__THE PROBLEM__. Write down exactly the lines of the records below, beginning with the first and ending with the line that includes "negative clicks: (345, 164) (430, 66)".

==== PROVIDED RECORDS ====

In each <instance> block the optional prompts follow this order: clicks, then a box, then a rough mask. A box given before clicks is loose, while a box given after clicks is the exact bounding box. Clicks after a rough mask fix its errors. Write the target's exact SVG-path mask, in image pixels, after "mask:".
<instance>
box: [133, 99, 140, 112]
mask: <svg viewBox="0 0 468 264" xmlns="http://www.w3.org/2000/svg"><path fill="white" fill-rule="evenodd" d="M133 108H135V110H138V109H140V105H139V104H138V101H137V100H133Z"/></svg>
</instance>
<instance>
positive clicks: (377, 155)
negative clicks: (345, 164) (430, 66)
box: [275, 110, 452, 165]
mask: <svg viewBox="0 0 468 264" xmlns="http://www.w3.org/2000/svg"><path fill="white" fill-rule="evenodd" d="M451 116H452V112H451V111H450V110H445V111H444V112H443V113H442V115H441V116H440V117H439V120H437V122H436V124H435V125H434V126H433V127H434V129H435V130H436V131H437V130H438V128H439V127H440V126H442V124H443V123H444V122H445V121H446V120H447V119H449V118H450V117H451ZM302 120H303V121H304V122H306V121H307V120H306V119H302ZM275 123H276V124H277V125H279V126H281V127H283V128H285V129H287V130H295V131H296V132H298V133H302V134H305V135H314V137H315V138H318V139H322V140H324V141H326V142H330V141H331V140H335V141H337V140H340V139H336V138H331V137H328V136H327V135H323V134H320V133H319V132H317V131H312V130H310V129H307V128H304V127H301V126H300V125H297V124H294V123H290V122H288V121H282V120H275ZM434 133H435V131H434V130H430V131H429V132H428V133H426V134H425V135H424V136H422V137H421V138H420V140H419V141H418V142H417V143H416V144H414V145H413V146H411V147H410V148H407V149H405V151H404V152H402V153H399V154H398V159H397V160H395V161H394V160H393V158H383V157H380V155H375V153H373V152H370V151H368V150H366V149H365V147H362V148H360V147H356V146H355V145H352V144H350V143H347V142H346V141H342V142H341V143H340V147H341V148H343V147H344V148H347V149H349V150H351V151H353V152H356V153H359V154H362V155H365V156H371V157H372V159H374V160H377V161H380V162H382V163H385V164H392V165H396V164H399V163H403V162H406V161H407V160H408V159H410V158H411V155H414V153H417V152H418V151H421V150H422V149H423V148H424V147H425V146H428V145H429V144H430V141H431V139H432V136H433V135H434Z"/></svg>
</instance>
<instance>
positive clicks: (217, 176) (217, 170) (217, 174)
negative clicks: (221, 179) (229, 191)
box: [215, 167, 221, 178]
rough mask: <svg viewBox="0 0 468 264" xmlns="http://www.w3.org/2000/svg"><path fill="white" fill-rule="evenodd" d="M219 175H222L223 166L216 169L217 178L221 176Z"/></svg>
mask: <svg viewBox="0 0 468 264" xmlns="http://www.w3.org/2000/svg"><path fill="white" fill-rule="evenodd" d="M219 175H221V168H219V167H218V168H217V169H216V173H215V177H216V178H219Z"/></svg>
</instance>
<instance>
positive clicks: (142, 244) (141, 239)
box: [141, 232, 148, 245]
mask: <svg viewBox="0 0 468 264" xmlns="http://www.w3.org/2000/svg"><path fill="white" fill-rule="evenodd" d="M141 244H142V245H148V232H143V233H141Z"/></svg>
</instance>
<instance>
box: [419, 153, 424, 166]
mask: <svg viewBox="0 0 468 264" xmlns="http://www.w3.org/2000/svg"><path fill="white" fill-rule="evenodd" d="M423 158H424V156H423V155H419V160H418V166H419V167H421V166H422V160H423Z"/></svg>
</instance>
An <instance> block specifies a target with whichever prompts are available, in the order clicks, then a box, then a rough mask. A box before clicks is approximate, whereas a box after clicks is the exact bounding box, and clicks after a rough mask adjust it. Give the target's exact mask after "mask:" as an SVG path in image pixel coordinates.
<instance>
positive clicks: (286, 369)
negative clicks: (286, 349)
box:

====

__THE ANSWER__.
In each <instance> block the optional prompts follow this order: clicks, then a box, then a rough mask. A box given before clicks is loose, while a box given after clicks is the exact bounding box. Clicks after a rough mask fix its errors. Write the target's exact SVG-path mask, in image pixels, after "mask:".
<instance>
box: [133, 99, 140, 112]
mask: <svg viewBox="0 0 468 264" xmlns="http://www.w3.org/2000/svg"><path fill="white" fill-rule="evenodd" d="M133 108H135V110H138V109H140V105H139V104H138V101H137V100H133Z"/></svg>
</instance>
<instance>
positive clicks: (377, 155)
negative clicks: (345, 164) (430, 66)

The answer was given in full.